**DIRECTIONS:** The full set of records below is to be reproduced without a single alteration.

[Stored data entries]

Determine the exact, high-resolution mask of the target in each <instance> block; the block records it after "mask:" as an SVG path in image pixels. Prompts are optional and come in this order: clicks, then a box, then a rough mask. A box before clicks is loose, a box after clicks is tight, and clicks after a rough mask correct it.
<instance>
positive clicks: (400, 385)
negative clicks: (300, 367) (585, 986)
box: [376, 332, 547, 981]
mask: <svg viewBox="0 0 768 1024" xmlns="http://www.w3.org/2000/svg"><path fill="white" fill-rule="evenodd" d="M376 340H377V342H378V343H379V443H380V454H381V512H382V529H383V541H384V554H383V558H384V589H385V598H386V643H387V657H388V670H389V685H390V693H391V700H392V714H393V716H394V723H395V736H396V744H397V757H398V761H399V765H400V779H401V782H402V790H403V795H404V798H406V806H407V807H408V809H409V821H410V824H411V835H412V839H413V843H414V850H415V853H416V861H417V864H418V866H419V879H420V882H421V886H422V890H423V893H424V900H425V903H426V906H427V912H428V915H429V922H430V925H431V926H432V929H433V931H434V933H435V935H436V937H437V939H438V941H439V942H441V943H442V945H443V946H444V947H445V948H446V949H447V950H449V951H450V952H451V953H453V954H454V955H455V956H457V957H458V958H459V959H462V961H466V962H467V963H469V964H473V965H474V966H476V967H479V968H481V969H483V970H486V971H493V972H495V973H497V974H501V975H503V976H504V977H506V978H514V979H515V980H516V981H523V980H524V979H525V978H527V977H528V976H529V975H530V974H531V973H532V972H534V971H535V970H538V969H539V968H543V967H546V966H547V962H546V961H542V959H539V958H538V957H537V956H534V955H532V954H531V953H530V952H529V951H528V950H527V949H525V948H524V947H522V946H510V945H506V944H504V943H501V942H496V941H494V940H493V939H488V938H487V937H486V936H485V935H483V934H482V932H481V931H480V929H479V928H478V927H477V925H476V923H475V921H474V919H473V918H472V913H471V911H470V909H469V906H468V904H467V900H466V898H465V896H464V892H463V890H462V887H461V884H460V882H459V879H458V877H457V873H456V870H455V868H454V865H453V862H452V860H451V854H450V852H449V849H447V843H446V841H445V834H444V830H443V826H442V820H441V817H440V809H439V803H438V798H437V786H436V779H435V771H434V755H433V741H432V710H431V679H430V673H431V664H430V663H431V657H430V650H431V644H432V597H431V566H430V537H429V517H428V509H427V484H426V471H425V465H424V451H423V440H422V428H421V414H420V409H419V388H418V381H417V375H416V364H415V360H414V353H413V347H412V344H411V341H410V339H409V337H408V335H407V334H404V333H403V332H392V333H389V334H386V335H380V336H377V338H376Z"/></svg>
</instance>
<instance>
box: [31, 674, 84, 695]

**EXERCISE RESULT:**
Determine the exact, high-resolution mask of the target in each <instance> block; the block records it after "mask:" as an SVG path in image pixels. Prompts are optional and come in this order: clicks, then a box, then a rough mask. A box before clicks is loose, a box after clicks is tight, and clicks after a rough mask correct it.
<instance>
positive clicks: (400, 385)
negative clicks: (300, 367) (585, 986)
box: [376, 332, 547, 981]
mask: <svg viewBox="0 0 768 1024" xmlns="http://www.w3.org/2000/svg"><path fill="white" fill-rule="evenodd" d="M376 340H377V342H378V343H379V443H380V454H381V512H382V529H383V541H384V554H383V558H384V589H385V598H386V643H387V657H388V670H389V685H390V693H391V700H392V714H393V716H394V723H395V736H396V744H397V757H398V761H399V765H400V779H401V782H402V790H403V795H404V798H406V806H407V807H408V809H409V821H410V824H411V835H412V839H413V843H414V850H415V853H416V861H417V864H418V866H419V879H420V882H421V886H422V890H423V893H424V900H425V903H426V906H427V912H428V915H429V922H430V925H431V926H432V929H433V931H434V933H435V935H436V937H437V939H438V941H439V942H441V943H442V945H443V946H444V947H445V948H446V949H447V950H449V951H450V952H451V953H453V954H454V955H455V956H457V957H458V958H459V959H462V961H466V962H467V963H469V964H473V965H474V966H476V967H479V968H481V969H483V970H486V971H493V972H495V973H497V974H501V975H503V976H504V977H506V978H514V979H515V980H516V981H523V980H524V979H525V978H527V977H528V976H529V975H530V974H531V973H532V972H534V971H535V970H538V969H539V968H543V967H546V966H547V962H546V961H542V959H539V958H538V957H537V956H534V955H532V954H531V953H530V952H529V951H528V950H527V949H525V948H524V947H522V946H510V945H506V944H504V943H501V942H496V941H494V940H493V939H488V938H487V937H486V936H485V935H483V934H482V932H481V931H480V929H479V928H478V927H477V925H476V923H475V921H474V919H473V918H472V913H471V911H470V909H469V906H468V904H467V900H466V898H465V896H464V892H463V890H462V887H461V884H460V882H459V879H458V877H457V873H456V870H455V868H454V865H453V862H452V860H451V854H450V852H449V849H447V843H446V841H445V834H444V830H443V826H442V820H441V817H440V809H439V803H438V798H437V786H436V779H435V771H434V755H433V741H432V710H431V679H430V673H431V664H430V663H431V657H430V650H431V644H432V597H431V566H430V537H429V517H428V509H427V484H426V471H425V465H424V451H423V440H422V428H421V414H420V409H419V388H418V381H417V375H416V364H415V360H414V353H413V347H412V344H411V341H410V339H409V337H408V335H407V334H404V333H403V332H392V333H389V334H386V335H380V336H377V338H376Z"/></svg>
</instance>
<instance>
box: [31, 674, 84, 695]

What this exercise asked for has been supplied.